## Task directions
Copy out, character for character, the stretch of the items below from the line containing "of the basement" through the final line of the items.

##############################

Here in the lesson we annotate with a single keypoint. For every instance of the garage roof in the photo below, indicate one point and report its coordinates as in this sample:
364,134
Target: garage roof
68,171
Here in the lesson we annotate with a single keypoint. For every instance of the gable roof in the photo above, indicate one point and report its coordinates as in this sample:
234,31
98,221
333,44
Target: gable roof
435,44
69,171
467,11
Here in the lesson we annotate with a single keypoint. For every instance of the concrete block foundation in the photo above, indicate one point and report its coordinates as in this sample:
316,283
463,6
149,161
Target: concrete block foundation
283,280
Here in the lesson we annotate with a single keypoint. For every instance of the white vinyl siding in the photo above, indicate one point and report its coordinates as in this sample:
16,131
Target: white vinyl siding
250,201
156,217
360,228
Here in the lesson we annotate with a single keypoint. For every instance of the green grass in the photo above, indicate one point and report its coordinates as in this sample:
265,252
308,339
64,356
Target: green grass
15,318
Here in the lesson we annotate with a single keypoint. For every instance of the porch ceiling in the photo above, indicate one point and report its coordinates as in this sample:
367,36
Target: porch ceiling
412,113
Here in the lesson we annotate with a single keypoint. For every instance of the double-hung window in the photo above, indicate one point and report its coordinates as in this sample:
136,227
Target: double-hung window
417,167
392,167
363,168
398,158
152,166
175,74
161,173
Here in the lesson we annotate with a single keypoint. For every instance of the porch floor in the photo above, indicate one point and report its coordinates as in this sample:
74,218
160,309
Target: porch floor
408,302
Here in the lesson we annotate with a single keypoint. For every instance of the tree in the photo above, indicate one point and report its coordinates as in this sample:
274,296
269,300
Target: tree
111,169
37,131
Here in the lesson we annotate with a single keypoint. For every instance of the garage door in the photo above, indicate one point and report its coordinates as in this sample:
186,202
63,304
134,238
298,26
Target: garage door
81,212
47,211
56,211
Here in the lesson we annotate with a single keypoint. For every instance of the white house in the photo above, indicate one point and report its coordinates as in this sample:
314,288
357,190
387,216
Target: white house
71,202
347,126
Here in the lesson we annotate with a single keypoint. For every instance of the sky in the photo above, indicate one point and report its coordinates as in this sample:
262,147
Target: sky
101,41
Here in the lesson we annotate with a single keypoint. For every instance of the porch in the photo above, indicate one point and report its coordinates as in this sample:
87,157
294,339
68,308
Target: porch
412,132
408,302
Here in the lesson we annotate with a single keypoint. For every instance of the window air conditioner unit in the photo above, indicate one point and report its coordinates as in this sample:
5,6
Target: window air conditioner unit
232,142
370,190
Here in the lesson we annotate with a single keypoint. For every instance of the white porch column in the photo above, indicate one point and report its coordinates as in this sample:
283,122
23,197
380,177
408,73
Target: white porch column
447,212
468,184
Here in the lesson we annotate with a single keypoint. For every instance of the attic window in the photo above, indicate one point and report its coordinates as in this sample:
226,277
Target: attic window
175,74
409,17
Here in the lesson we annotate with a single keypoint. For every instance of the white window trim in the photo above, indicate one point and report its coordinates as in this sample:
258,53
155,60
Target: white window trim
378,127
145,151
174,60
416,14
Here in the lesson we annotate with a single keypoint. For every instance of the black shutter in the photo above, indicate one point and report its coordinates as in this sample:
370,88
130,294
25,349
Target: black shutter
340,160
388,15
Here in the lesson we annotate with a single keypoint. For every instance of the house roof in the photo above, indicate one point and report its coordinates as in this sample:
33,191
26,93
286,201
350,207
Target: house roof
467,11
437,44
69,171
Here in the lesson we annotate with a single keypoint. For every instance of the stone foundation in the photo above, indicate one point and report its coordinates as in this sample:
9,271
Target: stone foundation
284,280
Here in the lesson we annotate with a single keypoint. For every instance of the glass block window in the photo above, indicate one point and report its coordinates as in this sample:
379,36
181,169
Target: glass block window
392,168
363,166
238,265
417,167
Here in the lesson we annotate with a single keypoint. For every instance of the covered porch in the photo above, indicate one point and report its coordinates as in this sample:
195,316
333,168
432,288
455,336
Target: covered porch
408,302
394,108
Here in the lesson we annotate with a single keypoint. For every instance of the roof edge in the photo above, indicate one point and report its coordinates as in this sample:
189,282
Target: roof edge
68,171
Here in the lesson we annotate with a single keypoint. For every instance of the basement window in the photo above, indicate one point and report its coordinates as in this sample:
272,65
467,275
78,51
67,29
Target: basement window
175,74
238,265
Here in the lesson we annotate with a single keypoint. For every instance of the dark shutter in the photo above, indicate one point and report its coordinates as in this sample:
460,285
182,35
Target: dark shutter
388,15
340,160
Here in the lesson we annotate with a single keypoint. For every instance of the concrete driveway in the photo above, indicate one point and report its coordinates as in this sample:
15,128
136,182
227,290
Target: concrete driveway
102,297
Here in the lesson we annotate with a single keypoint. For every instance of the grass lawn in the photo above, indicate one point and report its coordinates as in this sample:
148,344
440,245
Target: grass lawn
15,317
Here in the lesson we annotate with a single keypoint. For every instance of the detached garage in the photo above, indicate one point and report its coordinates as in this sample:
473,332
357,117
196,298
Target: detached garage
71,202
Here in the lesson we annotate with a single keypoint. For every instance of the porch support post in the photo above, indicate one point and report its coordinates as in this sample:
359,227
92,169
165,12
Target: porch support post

##############################

## Task result
Here in the lesson we annotate with a single keypoint. For every instance of the basement window in the photo above, indicate one point and report its coordinates as in this sample:
272,65
467,275
78,51
67,29
Target: basement window
175,74
238,265
Here in the lesson we annotate with a single keypoint. For every instance of the dark shutter in the photo above, indicate one point and report its coordinates as in this sample:
460,285
182,35
Target: dark shutter
388,15
340,160
Here in the lesson we annotate with a single keypoint. For every instance of the concrete driveway in the photo above, indicate one point and report its coordinates as in this sample:
15,128
136,182
227,290
Target: concrete driveway
102,297
Here in the lesson we annotate with a single keypoint. For every instance of the grass lawn in the photo above, indicate one point and report its coordinates as in this sample:
148,344
440,245
Target: grass lawn
15,317
Here in the lesson we annotate with a single keypoint. For every instance of the detached garage in the photo above, indicate one point and report its coordinates as in this sample:
473,332
357,117
196,298
Target: detached garage
71,202
Here in the lesson we annotate with a single keypoint. For every instance of the porch support post in the photo above, indicate one point and report its coordinates as in this sample:
359,227
92,169
165,12
Target: porch support post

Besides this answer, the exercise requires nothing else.